**Stated task**
Can you copy out the data exactly? Leave the images out.
╔══
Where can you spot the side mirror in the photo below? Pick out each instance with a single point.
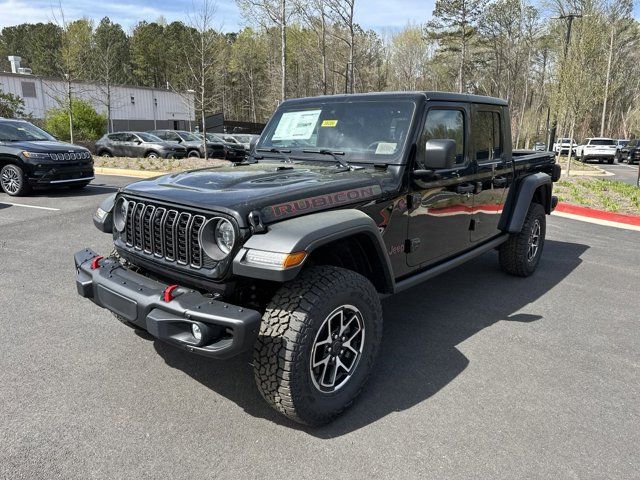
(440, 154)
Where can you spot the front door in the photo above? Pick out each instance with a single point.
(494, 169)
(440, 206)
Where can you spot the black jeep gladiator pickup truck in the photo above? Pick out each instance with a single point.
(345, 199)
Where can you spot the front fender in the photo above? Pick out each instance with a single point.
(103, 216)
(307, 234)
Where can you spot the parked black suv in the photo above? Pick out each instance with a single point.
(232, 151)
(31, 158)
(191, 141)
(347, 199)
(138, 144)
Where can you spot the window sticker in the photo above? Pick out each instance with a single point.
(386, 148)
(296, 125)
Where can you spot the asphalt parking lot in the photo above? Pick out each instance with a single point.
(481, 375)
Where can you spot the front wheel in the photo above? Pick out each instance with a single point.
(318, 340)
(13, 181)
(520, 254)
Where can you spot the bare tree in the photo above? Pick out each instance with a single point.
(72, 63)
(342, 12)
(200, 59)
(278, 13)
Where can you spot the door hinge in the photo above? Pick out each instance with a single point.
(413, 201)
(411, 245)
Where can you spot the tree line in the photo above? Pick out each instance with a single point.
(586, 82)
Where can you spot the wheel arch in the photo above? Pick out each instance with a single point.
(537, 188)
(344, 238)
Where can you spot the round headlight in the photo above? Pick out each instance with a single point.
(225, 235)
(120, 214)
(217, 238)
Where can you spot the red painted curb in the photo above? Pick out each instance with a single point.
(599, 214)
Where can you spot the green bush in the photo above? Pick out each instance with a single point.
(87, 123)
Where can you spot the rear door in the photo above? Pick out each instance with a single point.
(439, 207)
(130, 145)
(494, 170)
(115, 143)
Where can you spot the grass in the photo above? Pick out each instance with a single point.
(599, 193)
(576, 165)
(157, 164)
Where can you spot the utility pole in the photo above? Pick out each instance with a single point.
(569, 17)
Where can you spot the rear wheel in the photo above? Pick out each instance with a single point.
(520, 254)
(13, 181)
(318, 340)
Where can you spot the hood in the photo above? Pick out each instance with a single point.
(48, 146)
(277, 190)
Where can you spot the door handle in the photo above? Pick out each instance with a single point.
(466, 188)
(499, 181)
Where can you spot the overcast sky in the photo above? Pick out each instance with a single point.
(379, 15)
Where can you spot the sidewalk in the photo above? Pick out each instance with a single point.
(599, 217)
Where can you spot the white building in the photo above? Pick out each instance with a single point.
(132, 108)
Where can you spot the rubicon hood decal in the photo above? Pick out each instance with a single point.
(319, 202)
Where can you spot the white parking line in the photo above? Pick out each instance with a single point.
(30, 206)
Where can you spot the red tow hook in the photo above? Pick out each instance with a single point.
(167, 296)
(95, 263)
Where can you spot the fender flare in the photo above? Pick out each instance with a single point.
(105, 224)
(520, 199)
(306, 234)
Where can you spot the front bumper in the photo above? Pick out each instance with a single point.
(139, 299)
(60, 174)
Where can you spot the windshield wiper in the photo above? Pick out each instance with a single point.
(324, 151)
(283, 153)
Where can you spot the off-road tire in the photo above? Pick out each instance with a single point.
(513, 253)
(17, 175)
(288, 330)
╚══
**Complete answer**
Where can you spot the side mirror in the photo below? Pick out each instance with a single point.
(440, 154)
Where can you spot the front door in the photo above? Pick out each instance with a single point.
(494, 169)
(440, 206)
Where can you spot the black jeep gladiator pickup truck in the photo above? Pick out each instance with a single point.
(345, 199)
Where can you spot the front fender in the photo above? Pick out each instance with a single point.
(103, 216)
(307, 234)
Where can you spot the parked black suv in the photo above? Pick out each instance with a single point.
(232, 151)
(31, 158)
(191, 141)
(347, 199)
(138, 144)
Where can you spot the window sticker in the photo above? Pick out each instance with a single point.
(386, 148)
(296, 125)
Where can you spot the asphalt parking lot in the photo above? Pick out each instance with a single point.
(481, 375)
Where can you spot the front wheel in the photo above? Pick out each instance with a single point.
(318, 340)
(13, 181)
(520, 254)
Where can you spot the bare tree in the photo above? Pick out each instance with a single point.
(72, 63)
(342, 12)
(200, 59)
(278, 13)
Where can you spot the door hinge in the photo above? Pick out each instance with a single point.
(413, 201)
(411, 245)
Where can you spot the tree line in the photo above? Pick out each instance with a single point.
(586, 82)
Where can you spot the wheel arch in the photo above? Pick out each instance with a single point.
(537, 188)
(344, 238)
Where can you spot the round headlight in the photo above? Pick out each instance with a single point.
(225, 235)
(120, 214)
(217, 238)
Where can you spot the red painted curb in the photo above? Pick out each instance with a single point.
(599, 214)
Where can you spot the green bush in the photo above? Pick out each instance with a single point.
(87, 123)
Where can you spot the rear door in the photo above? Pick out each instance with a single point.
(439, 207)
(130, 145)
(494, 170)
(115, 143)
Where can you spot the grass in the photo above? Pick out each instance with a single point.
(599, 193)
(576, 165)
(157, 164)
Where can you spot the utility pole in the photo above? Pick out each instance with a single point.
(569, 17)
Where can you spot the rear wheel in the photo above? Pick out each instance with a single point.
(520, 254)
(13, 181)
(318, 340)
Where can you spot the hood in the photo above? Pick out each instance with a single point.
(48, 146)
(277, 190)
Where can you spot the door handle in the photo above? Pick out each instance with a single point.
(466, 188)
(499, 181)
Where can you spot the overcast sky in the photo above? Pick out each instance with a single point.
(379, 15)
Where can you spot the sidewalk in the photo above? Pick out each instance with a single point.
(599, 217)
Where can you spot the white building in the photo above? Pick out each instance with a single point.
(132, 108)
Where can you spot the rubicon hood decal in the photo above? Pick out each instance with a single point.
(319, 202)
Where can you spot the white parking line in the photo above? Pick out each instance with a single point.
(30, 206)
Where can you spot the red tow hook in the photo above? Pick out each instance with a single point.
(167, 296)
(95, 263)
Where can you spot the fender flare in the photo above? Pick out each instance with a single point.
(105, 224)
(520, 199)
(306, 234)
Where can you spot the front bumper in the photo above? Pick out each instance with a single point.
(139, 299)
(60, 174)
Where can you spot the windshield wiper in the photo above? Pick out each instance with a single point.
(324, 151)
(283, 153)
Where can you spot the off-road tire in the photo above? Pick out each instance with a single point.
(513, 253)
(17, 175)
(288, 330)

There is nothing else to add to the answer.